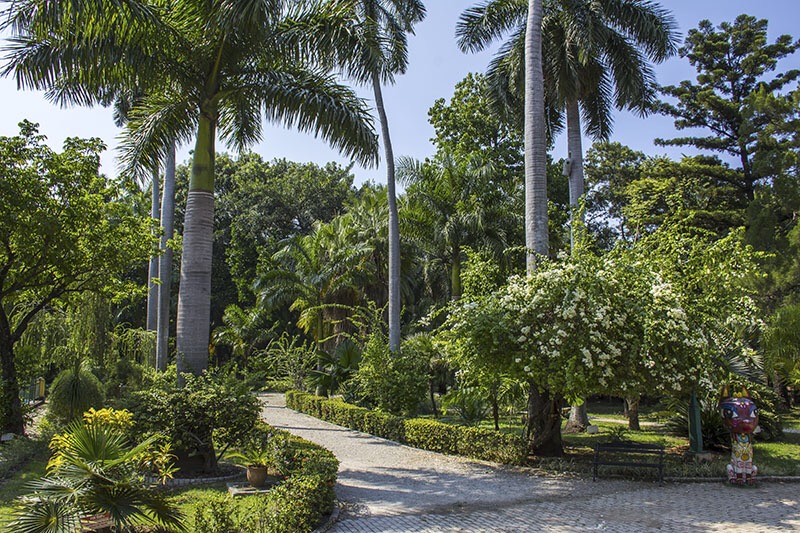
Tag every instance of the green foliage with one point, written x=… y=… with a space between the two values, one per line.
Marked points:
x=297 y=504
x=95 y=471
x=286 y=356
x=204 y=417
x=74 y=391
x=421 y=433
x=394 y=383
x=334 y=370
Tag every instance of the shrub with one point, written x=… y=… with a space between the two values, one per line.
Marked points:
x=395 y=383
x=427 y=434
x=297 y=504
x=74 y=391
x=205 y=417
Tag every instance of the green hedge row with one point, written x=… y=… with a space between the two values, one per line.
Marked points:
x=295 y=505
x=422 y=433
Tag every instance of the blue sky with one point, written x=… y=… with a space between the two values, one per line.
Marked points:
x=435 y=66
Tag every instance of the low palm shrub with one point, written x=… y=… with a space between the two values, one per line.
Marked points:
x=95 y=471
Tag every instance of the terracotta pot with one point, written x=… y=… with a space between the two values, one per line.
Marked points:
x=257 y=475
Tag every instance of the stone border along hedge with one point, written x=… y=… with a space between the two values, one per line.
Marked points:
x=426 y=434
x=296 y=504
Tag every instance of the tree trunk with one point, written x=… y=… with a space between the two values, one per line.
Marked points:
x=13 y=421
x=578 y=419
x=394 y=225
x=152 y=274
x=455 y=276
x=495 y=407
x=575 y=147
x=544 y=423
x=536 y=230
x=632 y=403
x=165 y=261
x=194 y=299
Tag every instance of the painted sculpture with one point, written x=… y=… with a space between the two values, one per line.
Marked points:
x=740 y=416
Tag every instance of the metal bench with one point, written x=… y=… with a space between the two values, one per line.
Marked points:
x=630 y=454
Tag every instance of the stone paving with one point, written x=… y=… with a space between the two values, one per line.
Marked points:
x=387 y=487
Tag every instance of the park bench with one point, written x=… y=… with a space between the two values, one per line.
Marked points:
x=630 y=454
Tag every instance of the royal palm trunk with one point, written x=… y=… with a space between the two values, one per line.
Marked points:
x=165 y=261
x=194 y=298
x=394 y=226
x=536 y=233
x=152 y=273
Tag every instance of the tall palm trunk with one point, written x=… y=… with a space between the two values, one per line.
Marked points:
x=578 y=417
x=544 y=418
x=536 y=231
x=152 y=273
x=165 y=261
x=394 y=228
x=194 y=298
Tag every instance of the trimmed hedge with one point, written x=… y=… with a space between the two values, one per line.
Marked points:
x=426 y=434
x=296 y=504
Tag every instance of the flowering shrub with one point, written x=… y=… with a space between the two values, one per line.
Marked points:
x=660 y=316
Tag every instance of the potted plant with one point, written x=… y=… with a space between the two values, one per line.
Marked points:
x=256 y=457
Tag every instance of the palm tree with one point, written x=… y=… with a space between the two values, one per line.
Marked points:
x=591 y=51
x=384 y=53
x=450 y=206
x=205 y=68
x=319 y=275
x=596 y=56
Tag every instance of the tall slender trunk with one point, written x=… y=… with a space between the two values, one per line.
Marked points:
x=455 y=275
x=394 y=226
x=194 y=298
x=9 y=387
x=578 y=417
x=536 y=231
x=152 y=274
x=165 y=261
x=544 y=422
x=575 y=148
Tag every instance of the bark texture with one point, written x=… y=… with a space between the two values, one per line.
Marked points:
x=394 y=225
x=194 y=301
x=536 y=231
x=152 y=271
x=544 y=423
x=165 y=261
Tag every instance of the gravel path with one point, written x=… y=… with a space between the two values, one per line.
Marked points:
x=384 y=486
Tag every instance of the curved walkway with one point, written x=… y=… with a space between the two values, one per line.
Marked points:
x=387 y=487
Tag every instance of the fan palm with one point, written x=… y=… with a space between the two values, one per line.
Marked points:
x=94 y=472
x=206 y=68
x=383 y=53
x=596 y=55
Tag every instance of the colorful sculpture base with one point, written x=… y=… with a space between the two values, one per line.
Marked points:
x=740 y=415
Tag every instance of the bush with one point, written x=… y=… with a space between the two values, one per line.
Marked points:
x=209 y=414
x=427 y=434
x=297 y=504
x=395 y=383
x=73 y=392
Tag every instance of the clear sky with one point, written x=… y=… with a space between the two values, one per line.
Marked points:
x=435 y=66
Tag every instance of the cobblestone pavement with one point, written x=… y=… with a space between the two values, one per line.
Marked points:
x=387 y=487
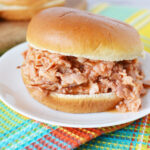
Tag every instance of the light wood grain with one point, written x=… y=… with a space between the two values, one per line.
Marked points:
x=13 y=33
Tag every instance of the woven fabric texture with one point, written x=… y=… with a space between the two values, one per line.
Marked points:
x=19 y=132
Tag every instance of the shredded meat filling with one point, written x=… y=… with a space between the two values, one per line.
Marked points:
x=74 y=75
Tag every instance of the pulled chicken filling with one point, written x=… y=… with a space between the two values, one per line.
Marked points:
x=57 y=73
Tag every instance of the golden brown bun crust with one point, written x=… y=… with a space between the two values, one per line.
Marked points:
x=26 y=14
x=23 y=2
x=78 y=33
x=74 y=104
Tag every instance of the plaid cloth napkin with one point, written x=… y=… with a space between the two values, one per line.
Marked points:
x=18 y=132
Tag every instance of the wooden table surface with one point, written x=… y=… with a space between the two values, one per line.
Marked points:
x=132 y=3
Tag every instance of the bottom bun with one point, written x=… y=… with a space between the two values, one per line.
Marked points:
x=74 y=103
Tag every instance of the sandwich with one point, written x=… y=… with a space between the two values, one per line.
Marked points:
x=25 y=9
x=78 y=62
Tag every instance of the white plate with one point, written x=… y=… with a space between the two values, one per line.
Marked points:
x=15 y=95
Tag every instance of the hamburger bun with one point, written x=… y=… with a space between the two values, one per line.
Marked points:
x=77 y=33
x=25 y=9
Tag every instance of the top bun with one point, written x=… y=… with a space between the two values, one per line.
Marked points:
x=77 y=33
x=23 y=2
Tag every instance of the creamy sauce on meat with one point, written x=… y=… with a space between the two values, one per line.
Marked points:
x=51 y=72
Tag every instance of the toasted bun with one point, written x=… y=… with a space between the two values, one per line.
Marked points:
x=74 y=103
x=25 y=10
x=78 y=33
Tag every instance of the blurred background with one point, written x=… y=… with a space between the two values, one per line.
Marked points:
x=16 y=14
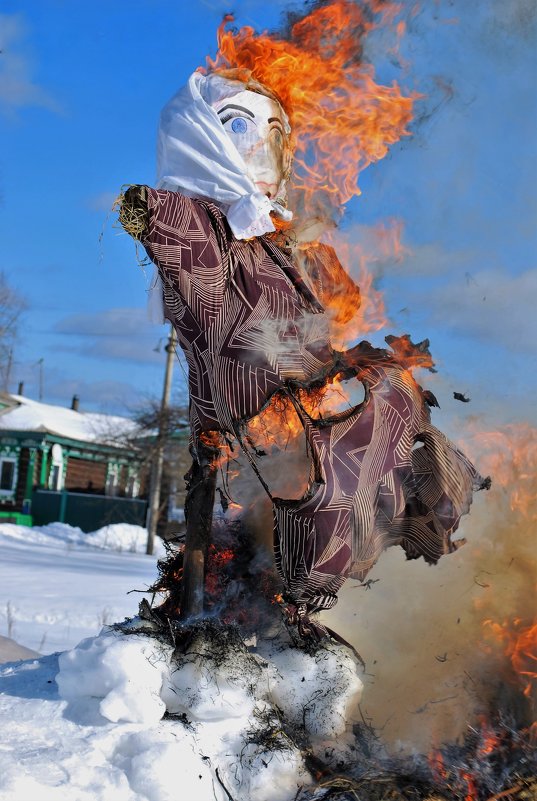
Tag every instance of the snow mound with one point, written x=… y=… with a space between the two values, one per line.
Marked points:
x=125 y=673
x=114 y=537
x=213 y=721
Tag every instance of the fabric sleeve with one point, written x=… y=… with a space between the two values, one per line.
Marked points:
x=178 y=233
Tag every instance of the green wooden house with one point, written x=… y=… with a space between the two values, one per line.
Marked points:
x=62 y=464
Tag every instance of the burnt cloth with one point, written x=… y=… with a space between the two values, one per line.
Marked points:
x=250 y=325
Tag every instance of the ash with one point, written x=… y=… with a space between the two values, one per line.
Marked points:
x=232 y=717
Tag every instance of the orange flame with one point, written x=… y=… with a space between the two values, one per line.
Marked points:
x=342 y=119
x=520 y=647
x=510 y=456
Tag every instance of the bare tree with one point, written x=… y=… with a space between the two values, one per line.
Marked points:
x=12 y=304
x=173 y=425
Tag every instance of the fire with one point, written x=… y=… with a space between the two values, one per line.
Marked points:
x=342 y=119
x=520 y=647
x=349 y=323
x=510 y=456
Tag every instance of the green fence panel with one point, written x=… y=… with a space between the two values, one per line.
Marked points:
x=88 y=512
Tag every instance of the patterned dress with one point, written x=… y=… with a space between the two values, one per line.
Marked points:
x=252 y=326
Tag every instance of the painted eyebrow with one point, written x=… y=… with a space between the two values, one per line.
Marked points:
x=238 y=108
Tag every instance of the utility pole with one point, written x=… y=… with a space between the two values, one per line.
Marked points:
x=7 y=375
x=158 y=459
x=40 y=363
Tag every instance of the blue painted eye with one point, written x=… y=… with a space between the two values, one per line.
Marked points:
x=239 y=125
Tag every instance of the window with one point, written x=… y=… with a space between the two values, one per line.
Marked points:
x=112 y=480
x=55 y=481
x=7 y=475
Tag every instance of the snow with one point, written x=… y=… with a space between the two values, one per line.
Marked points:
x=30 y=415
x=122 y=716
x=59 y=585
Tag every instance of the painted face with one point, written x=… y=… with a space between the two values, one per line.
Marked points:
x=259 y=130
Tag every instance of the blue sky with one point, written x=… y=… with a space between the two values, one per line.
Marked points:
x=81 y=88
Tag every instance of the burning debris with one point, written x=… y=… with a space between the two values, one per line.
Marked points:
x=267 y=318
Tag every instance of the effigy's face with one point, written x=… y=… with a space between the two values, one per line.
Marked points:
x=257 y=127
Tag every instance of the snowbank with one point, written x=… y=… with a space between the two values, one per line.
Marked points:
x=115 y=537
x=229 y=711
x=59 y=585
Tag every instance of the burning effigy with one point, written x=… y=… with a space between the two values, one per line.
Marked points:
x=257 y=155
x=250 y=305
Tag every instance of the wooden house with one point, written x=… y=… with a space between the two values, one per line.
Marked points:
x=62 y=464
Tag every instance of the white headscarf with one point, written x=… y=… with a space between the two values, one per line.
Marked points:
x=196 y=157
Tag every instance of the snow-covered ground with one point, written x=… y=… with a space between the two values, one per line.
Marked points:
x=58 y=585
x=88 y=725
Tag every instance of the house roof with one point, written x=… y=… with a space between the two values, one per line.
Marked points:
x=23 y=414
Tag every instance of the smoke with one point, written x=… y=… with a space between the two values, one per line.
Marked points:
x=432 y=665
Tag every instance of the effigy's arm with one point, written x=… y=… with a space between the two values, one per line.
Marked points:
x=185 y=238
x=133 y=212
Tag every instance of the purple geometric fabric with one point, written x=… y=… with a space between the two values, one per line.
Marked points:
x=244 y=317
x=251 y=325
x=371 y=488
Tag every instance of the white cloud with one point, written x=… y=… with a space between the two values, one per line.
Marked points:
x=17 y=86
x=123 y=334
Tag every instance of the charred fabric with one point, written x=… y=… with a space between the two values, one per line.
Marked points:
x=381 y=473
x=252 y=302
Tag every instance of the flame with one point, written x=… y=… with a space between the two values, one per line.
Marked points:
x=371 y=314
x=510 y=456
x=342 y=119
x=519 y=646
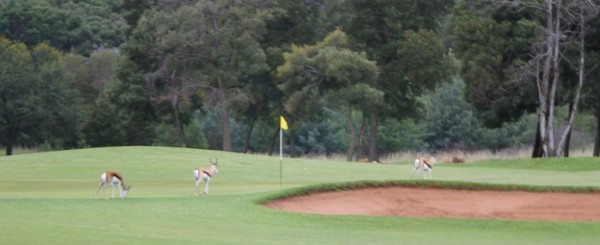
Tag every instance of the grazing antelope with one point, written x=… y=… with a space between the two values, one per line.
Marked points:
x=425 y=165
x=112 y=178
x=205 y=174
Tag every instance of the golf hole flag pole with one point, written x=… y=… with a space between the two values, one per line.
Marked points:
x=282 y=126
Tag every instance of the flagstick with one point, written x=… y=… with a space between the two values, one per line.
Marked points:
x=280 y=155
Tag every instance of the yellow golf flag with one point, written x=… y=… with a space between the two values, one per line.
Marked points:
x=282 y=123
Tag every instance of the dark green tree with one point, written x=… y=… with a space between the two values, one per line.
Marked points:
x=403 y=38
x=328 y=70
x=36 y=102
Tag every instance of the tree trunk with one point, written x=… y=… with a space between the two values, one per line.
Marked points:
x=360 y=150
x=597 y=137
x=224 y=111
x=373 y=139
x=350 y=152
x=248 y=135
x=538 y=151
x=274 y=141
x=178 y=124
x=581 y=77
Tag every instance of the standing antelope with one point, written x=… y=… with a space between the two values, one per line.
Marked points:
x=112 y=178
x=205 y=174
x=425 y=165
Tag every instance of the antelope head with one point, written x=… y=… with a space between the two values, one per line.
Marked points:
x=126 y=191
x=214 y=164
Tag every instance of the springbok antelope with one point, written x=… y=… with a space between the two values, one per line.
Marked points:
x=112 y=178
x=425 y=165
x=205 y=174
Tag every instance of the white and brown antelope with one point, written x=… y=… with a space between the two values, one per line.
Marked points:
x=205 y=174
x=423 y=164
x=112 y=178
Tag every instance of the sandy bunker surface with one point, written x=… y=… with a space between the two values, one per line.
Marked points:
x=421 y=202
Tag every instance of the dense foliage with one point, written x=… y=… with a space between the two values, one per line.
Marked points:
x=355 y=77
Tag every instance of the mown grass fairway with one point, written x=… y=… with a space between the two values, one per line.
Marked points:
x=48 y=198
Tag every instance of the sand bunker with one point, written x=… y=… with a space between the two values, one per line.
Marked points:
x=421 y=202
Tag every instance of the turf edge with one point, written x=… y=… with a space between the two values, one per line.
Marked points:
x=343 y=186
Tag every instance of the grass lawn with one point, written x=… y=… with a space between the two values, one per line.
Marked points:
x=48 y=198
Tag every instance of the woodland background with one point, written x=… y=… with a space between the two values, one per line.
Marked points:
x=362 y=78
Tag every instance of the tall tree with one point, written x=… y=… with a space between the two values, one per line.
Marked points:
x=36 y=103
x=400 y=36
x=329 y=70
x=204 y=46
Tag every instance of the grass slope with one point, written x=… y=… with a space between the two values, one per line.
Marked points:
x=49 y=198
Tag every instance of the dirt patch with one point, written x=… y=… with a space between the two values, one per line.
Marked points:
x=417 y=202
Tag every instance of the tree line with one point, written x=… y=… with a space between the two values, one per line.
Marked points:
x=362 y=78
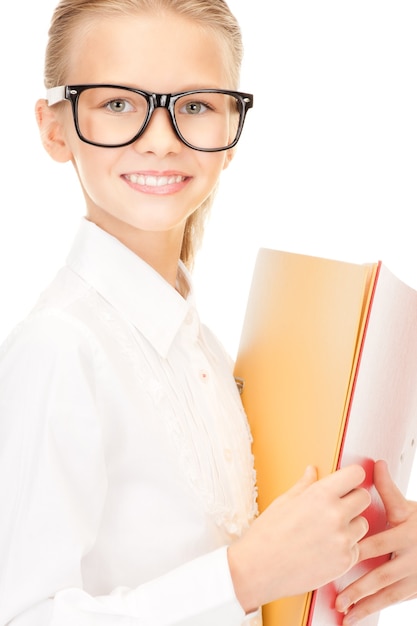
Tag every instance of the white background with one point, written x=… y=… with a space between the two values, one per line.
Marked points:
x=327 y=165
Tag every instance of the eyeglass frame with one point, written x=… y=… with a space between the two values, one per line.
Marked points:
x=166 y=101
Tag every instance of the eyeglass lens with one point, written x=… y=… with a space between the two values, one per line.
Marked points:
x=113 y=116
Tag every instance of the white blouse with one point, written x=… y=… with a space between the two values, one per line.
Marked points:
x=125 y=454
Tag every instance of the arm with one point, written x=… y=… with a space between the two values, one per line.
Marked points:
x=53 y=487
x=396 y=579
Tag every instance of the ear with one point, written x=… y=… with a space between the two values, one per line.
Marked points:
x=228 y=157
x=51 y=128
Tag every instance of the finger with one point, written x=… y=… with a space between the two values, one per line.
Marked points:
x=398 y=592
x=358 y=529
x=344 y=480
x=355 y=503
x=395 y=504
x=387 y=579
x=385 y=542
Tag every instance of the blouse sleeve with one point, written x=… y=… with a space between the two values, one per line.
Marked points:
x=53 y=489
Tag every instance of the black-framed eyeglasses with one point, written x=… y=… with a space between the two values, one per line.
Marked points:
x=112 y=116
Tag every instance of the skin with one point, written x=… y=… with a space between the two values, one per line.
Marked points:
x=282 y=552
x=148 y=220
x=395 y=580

**What you will do:** All lines in the listing above with the string "trunk" should be returned.

**Output for this task:**
Tag every instance of the tree trunk with one point, written x=… y=… with a space between the two values, one per line.
Tag every instance of the royal palm trunk with one point, written x=… y=… with a space between the two values, one per line.
Tag every instance of the tall palm trunk with one point, written x=… y=… with a space between the two values, one per line.
Tag every instance of the tall slender trunk with one point, written x=… y=… with a space between the two values, one per line.
Tag every instance of the tree trunk with one point, written x=… y=… with a space between the two values, one per line.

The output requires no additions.